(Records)
.....

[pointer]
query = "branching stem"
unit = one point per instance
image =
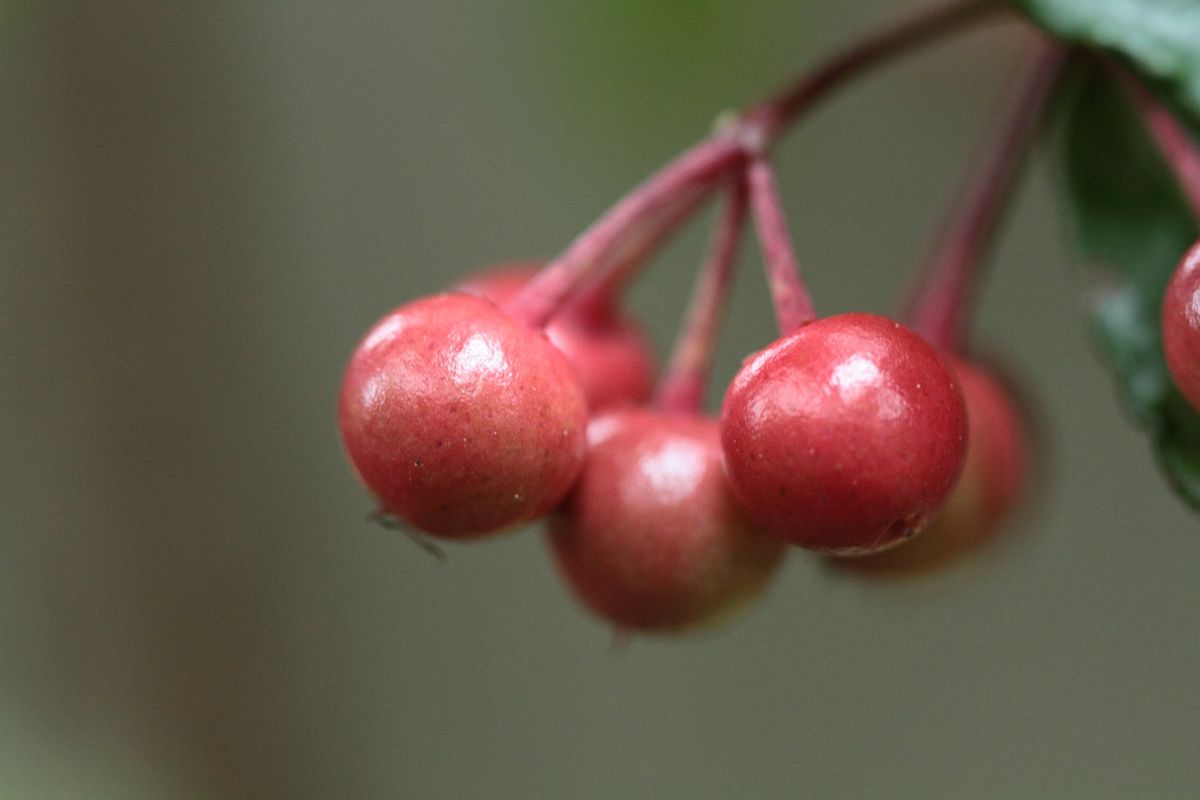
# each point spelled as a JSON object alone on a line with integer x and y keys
{"x": 940, "y": 308}
{"x": 699, "y": 170}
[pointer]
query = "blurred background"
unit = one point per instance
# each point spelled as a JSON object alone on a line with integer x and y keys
{"x": 204, "y": 205}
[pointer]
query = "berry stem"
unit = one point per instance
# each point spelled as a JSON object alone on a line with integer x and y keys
{"x": 940, "y": 307}
{"x": 706, "y": 164}
{"x": 1173, "y": 138}
{"x": 790, "y": 296}
{"x": 601, "y": 289}
{"x": 697, "y": 168}
{"x": 687, "y": 377}
{"x": 773, "y": 116}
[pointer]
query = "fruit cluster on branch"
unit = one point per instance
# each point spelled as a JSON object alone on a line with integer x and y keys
{"x": 887, "y": 446}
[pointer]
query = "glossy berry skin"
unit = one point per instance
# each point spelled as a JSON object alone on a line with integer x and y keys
{"x": 610, "y": 350}
{"x": 846, "y": 435}
{"x": 461, "y": 420}
{"x": 1181, "y": 325}
{"x": 652, "y": 537}
{"x": 988, "y": 492}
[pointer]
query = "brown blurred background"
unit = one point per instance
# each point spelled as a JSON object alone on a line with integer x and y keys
{"x": 203, "y": 206}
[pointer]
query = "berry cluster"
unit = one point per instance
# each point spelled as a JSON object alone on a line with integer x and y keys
{"x": 526, "y": 391}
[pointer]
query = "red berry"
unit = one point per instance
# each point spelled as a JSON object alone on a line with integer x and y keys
{"x": 610, "y": 349}
{"x": 1181, "y": 325}
{"x": 846, "y": 435}
{"x": 460, "y": 419}
{"x": 652, "y": 536}
{"x": 987, "y": 493}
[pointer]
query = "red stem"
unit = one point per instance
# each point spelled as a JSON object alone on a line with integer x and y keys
{"x": 941, "y": 305}
{"x": 793, "y": 306}
{"x": 687, "y": 377}
{"x": 778, "y": 113}
{"x": 702, "y": 168}
{"x": 695, "y": 169}
{"x": 600, "y": 290}
{"x": 1173, "y": 138}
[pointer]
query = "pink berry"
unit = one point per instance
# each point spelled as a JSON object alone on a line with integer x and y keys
{"x": 652, "y": 537}
{"x": 846, "y": 435}
{"x": 610, "y": 350}
{"x": 461, "y": 420}
{"x": 987, "y": 493}
{"x": 1181, "y": 325}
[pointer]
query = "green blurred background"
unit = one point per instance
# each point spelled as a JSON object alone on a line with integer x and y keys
{"x": 204, "y": 205}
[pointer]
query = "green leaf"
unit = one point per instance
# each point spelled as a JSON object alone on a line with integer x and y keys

.....

Copy every record above exactly, leaving out any pictures.

[pointer]
query = "branching stem"
unit = one point per instance
image =
# each point spelled as a JSON object alone on a line with integer x and y keys
{"x": 940, "y": 308}
{"x": 699, "y": 170}
[pointer]
query = "blurred background"
unit = one point per instance
# each point spelled as a JSON object alone on a line with integer x and y keys
{"x": 204, "y": 205}
[pointer]
query = "berry stem"
unit = one point per instance
# each point spelled as a JSON object alone on a line with integer x and y keys
{"x": 940, "y": 307}
{"x": 706, "y": 164}
{"x": 1173, "y": 138}
{"x": 790, "y": 296}
{"x": 601, "y": 289}
{"x": 697, "y": 168}
{"x": 687, "y": 377}
{"x": 773, "y": 116}
[pointer]
query = "fruit cluster on branch"
unit = one point per instance
# each point spelled as a JSON object alone on a line with integer x and y keys
{"x": 887, "y": 446}
[pointer]
query = "glossy berry skin"
unit = one point per instance
# each point spelled as a JSON object alone on a line with integer x and y keys
{"x": 610, "y": 350}
{"x": 846, "y": 435}
{"x": 461, "y": 420}
{"x": 1181, "y": 325}
{"x": 652, "y": 537}
{"x": 988, "y": 492}
[pointer]
query = "brown blurred background"
unit = one point per instance
# each point spelled as a JSON object alone on a line with integer x and y keys
{"x": 203, "y": 206}
[pointer]
query = "berry cluster"
unit = one point per instance
# each point spelled as a JSON object alone on a line with integer x and y keys
{"x": 526, "y": 391}
[pointer]
query = "red berry"
unit = one point per instance
# each point spelled as a JSON object alone on a line with integer x and y keys
{"x": 610, "y": 349}
{"x": 1181, "y": 325}
{"x": 846, "y": 435}
{"x": 460, "y": 419}
{"x": 652, "y": 536}
{"x": 987, "y": 493}
[pointer]
query = "red stem"
unit = one point per instance
# each point spelled as a JSON object alone on a line with integer x and y keys
{"x": 941, "y": 305}
{"x": 793, "y": 306}
{"x": 687, "y": 377}
{"x": 778, "y": 113}
{"x": 702, "y": 168}
{"x": 695, "y": 169}
{"x": 600, "y": 290}
{"x": 1173, "y": 138}
[pointer]
query = "pink berry"
unit = one point per instance
# each point spelled as a JSON object alone on a line with integer x and y keys
{"x": 652, "y": 537}
{"x": 846, "y": 435}
{"x": 610, "y": 350}
{"x": 461, "y": 420}
{"x": 987, "y": 493}
{"x": 1181, "y": 325}
[pointer]
query = "green blurred background"
unit = one point per instance
# each point spelled as a JSON object alone on a line with integer x and y keys
{"x": 204, "y": 205}
[pointer]
query = "green leaf"
unit = one point per instance
# each point spelled as a JSON object alone on a line with integer x and y keys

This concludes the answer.